* **Text to read**
* Begin *

Publishing & Performing Relationships

Caveat at Bâtard Festival

Why would artists contractualize relationships?
How do artists engage into working conditions?
How to survive as an artist?


These questions will develop in a back and forth movement from publishing to performance and the other way around. Indeed, the artists invited by Caveat approach publishing as a means to make things public, as a medium for emancipation and coalition, as a tool for thinking, and as a (third) sculpture.


30/10 – 03/11/2018, 17:30h unless noted otherwise
Bâtard Festival
Beursschouwburg, Brussels


With: Eva Barto, Sofia Caesar, Loraine Furter & Laurie Charles, Ben Kinmont, franck leibovici, Eric Schrijver


The practices of the invited artists testify both for an intense research in and a sharp awareness of the conditions and context in which their work come into life, are exhibited, circulated, and archived. Furthermore, they engage actively and critically in sharing, coming together, disseminating these issues not only amongst their peers but also towards a wider audience. Because, as Ben Kinmont put it once, “There is also a need outside of here.”


TUESDAY 30 OCTOBER
Ben Kinmont, ‘Promises and Precarity: Steps in an Alternative Artistic Practice’
14:30 – 16h Book presentation, reading and discussion of a compiled reprint, created for this occasion, of Promised Relations: or, thoughts concerning a few artists’ contracts (1996), Materialization of Life into alternative economies (1996), and Project Series: Archive Contracts (2005) by Ben Kinmont. This reprint will be available for free during Bâtard Festival.

* End *

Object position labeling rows
* Begin *

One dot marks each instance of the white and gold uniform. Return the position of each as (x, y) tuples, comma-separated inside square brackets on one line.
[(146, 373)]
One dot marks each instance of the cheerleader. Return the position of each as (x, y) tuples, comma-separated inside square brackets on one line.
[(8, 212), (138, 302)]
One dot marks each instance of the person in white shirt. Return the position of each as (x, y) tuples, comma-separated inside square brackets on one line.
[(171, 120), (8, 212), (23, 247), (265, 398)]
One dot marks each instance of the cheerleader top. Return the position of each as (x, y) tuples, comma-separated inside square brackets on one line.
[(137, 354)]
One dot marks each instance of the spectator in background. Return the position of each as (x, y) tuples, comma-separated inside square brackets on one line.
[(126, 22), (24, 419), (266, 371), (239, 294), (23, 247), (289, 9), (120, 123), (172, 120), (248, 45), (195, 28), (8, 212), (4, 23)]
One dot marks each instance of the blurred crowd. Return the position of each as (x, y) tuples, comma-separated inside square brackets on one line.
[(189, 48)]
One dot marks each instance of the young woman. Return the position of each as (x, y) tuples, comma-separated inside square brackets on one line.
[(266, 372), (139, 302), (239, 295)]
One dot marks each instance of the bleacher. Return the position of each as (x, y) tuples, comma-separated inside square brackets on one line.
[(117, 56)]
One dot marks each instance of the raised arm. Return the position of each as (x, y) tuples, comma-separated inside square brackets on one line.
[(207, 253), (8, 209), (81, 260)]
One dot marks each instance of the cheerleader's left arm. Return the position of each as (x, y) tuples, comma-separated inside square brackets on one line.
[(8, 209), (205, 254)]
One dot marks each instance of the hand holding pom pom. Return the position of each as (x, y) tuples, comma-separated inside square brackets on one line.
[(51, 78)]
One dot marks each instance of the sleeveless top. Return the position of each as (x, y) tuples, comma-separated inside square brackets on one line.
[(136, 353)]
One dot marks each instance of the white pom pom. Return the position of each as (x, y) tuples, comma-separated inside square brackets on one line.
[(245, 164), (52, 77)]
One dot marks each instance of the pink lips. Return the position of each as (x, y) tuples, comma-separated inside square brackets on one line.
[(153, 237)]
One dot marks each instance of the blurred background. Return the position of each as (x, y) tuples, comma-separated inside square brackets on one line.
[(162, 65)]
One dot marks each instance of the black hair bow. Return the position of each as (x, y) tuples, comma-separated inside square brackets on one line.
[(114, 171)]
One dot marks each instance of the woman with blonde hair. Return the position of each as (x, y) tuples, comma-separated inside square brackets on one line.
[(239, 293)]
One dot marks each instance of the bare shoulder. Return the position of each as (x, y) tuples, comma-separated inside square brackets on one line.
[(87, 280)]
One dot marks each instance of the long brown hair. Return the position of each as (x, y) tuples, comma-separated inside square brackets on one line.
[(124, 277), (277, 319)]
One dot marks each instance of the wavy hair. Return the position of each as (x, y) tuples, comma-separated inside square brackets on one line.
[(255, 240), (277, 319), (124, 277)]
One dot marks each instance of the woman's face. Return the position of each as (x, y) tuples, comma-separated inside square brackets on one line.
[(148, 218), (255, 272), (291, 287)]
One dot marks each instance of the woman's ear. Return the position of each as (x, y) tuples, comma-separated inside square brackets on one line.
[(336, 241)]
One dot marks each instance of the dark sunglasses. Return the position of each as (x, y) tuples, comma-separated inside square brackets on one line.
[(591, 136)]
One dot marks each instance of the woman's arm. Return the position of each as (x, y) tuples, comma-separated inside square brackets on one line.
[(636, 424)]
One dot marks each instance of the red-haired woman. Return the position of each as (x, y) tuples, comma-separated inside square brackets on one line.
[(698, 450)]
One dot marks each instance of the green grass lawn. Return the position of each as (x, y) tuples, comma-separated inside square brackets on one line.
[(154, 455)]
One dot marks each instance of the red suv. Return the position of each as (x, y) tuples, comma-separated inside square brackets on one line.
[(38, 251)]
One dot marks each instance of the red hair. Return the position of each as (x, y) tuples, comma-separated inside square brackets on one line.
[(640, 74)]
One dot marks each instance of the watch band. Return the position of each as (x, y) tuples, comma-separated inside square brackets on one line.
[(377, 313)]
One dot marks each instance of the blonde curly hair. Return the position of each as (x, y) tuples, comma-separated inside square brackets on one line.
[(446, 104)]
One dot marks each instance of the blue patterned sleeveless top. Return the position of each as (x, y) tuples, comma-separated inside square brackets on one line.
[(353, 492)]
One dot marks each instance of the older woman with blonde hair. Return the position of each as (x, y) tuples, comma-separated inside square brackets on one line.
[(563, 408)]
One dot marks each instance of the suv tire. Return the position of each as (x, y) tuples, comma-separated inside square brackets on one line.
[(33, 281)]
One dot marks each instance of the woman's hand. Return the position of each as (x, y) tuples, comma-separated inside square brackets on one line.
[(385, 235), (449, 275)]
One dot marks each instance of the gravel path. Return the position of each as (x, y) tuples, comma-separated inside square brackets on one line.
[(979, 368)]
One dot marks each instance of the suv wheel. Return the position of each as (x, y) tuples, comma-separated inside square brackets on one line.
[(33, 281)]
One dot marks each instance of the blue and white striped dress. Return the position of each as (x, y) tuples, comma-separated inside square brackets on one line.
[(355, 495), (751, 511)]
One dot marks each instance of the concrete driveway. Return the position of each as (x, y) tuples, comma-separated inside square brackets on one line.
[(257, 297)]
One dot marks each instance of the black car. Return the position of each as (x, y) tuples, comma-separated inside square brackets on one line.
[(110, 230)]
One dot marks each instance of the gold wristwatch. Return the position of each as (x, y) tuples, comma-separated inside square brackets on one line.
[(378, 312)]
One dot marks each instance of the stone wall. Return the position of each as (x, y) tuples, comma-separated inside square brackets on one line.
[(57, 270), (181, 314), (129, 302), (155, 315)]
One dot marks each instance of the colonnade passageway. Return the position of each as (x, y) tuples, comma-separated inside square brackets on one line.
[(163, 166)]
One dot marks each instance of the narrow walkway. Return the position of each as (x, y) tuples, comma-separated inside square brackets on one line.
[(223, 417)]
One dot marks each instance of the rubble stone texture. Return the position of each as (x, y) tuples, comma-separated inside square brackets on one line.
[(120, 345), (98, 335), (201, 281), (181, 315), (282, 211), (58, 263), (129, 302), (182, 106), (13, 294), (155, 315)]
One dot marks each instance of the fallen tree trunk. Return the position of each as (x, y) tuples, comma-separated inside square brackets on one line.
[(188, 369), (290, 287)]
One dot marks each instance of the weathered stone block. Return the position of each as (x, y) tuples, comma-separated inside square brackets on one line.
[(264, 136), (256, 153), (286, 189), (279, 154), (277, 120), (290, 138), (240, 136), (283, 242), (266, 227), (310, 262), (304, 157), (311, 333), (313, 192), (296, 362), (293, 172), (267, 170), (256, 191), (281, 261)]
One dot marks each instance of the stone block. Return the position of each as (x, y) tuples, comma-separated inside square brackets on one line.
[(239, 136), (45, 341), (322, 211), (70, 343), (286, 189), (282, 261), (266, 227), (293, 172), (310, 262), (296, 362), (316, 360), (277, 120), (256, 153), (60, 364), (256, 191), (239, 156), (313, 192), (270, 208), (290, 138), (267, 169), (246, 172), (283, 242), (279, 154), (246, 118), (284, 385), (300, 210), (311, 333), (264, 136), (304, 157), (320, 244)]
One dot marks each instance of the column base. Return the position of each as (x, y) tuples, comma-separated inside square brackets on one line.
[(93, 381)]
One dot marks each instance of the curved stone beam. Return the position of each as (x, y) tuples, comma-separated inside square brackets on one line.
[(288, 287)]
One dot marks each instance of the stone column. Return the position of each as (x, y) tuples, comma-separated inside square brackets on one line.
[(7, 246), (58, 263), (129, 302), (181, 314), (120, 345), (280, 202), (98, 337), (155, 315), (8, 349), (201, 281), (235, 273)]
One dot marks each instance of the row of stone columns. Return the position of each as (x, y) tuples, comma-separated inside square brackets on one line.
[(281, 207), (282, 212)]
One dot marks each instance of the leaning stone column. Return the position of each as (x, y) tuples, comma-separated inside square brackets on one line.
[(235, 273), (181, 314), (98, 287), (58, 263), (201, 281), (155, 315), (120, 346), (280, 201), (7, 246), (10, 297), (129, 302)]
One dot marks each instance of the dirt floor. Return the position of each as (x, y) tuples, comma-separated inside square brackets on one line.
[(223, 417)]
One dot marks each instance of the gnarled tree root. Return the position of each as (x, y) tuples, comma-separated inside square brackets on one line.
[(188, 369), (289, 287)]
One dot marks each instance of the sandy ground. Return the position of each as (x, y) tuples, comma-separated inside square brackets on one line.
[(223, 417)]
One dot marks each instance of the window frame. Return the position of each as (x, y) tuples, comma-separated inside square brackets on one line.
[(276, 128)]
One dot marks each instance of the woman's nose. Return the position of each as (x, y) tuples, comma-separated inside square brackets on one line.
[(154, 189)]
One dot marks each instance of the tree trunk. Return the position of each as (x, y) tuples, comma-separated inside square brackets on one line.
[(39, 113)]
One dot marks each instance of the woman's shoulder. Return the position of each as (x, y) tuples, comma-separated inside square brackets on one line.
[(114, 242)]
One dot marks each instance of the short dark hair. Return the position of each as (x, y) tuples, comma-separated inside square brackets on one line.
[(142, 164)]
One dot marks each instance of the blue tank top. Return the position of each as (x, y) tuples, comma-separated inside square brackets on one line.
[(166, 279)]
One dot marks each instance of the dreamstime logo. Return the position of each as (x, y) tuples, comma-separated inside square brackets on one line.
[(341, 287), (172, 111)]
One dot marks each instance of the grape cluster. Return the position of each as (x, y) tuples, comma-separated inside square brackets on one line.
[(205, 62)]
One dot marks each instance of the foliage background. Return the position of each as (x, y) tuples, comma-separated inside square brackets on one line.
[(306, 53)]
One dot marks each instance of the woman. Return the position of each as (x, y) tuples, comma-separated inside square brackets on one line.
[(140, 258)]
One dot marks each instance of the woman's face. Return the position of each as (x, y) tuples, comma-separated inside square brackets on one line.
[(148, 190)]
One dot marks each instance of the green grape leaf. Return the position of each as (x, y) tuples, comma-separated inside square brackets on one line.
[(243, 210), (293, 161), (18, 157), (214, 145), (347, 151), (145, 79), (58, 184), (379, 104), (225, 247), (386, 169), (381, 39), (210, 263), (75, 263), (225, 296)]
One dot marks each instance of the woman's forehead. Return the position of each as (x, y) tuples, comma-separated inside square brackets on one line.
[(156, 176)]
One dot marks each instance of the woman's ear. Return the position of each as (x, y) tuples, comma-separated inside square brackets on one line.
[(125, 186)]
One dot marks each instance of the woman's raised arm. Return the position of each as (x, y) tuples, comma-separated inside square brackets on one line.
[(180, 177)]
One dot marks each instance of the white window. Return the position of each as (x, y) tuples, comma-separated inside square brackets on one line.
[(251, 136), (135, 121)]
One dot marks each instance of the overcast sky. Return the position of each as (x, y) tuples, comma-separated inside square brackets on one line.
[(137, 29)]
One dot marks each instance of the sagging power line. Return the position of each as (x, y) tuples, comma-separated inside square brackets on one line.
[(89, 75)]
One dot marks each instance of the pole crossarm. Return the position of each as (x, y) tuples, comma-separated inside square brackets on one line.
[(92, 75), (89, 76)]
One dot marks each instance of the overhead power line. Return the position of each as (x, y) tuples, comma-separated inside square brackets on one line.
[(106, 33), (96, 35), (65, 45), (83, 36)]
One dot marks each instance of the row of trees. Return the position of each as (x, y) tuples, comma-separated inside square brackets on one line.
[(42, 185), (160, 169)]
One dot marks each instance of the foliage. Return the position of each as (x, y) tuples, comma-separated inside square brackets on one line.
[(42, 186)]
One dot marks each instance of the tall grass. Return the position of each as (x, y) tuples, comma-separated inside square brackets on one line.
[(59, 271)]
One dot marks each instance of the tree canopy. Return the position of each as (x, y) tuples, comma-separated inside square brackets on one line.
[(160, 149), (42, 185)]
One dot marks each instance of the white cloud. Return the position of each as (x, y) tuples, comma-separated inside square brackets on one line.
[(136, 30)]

* End *

* **Tasks for this exercise**
A – List every artist the festival text names after "With:".
B – Please copy out the section of the rows that opens with the line containing "One dot marks each instance of the raised" and closes with the line containing "[(8, 209), (205, 254)]", both included.

* **Answers provided**
A – Eva Barto, Sofia Caesar, Loraine Furter, Laurie Charles, Ben Kinmont, franck leibovici, Eric Schrijver

B –
One dot marks each instance of the raised arm. Return the position of each as (x, y) tuples, comma-separated inside square brackets on one line.
[(207, 253), (8, 209), (81, 260)]
One dot marks each instance of the cheerleader's left arm. Return the position of each as (x, y) tuples, comma-separated inside square brackets on one line.
[(8, 209), (205, 254)]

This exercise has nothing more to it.